**Short problem**
Lay out the stretch of entries from the line containing "Would you mind spotting the dirt" through the line containing "Would you mind spotting the patch" as a numbered list, omitting any blank lines.

═══ Input data

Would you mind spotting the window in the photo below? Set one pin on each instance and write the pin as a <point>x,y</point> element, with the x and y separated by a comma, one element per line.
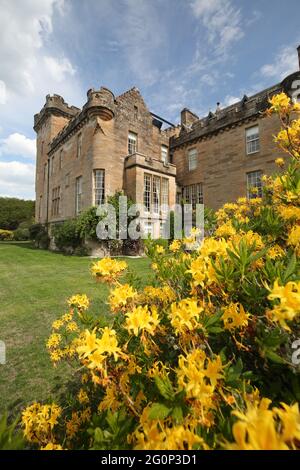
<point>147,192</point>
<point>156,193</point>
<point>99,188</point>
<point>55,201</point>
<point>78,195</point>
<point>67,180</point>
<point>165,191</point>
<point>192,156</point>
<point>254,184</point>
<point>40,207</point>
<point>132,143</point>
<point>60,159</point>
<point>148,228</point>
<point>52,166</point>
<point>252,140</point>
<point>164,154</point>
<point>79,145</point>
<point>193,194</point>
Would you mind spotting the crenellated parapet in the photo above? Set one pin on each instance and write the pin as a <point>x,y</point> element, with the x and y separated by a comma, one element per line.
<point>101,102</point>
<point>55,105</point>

══════
═══ Input data

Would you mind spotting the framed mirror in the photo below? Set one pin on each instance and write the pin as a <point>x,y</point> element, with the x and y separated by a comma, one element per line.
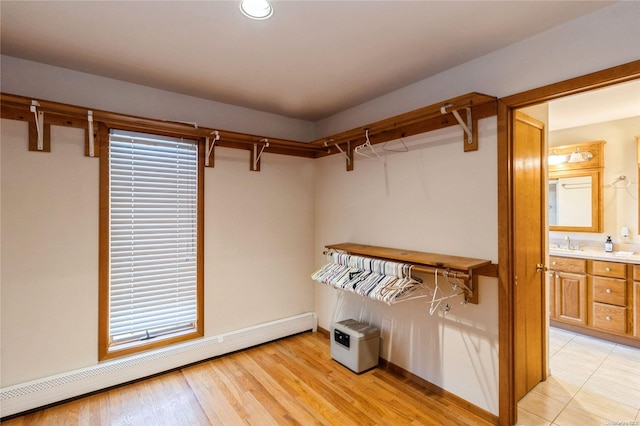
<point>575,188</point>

══════
═══ Input data

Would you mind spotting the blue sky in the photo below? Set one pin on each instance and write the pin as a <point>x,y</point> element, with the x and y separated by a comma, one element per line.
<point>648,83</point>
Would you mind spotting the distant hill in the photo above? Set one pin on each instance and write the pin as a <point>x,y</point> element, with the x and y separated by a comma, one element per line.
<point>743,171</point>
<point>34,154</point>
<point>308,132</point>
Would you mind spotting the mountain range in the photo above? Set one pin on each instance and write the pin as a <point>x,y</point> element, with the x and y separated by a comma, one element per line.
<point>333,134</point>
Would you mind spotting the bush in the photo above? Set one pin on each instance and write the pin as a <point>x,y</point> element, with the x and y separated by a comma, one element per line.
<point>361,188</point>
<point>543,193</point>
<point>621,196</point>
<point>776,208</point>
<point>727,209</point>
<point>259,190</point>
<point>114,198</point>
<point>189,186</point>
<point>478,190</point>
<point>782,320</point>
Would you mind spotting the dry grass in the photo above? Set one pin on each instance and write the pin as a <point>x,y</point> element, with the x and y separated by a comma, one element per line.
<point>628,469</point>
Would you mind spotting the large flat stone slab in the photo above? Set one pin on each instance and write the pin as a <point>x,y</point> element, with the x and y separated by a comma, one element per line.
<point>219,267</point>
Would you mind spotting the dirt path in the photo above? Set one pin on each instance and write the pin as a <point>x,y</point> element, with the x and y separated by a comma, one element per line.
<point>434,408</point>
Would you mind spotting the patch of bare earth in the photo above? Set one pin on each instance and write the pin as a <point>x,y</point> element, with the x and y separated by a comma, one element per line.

══════

**Reply**
1. Would you mind spotting the dirt path in the photo above? Set one pin on each instance and write the pin as a <point>x,y</point> element, with the x and y separated by a comma, one element per line.
2. <point>434,408</point>
3. Would you mind spotting the patch of bare earth in the photo above? Set one pin on each instance and write the pin as a <point>x,y</point> element, with the x and y separated by a comma, one element per line.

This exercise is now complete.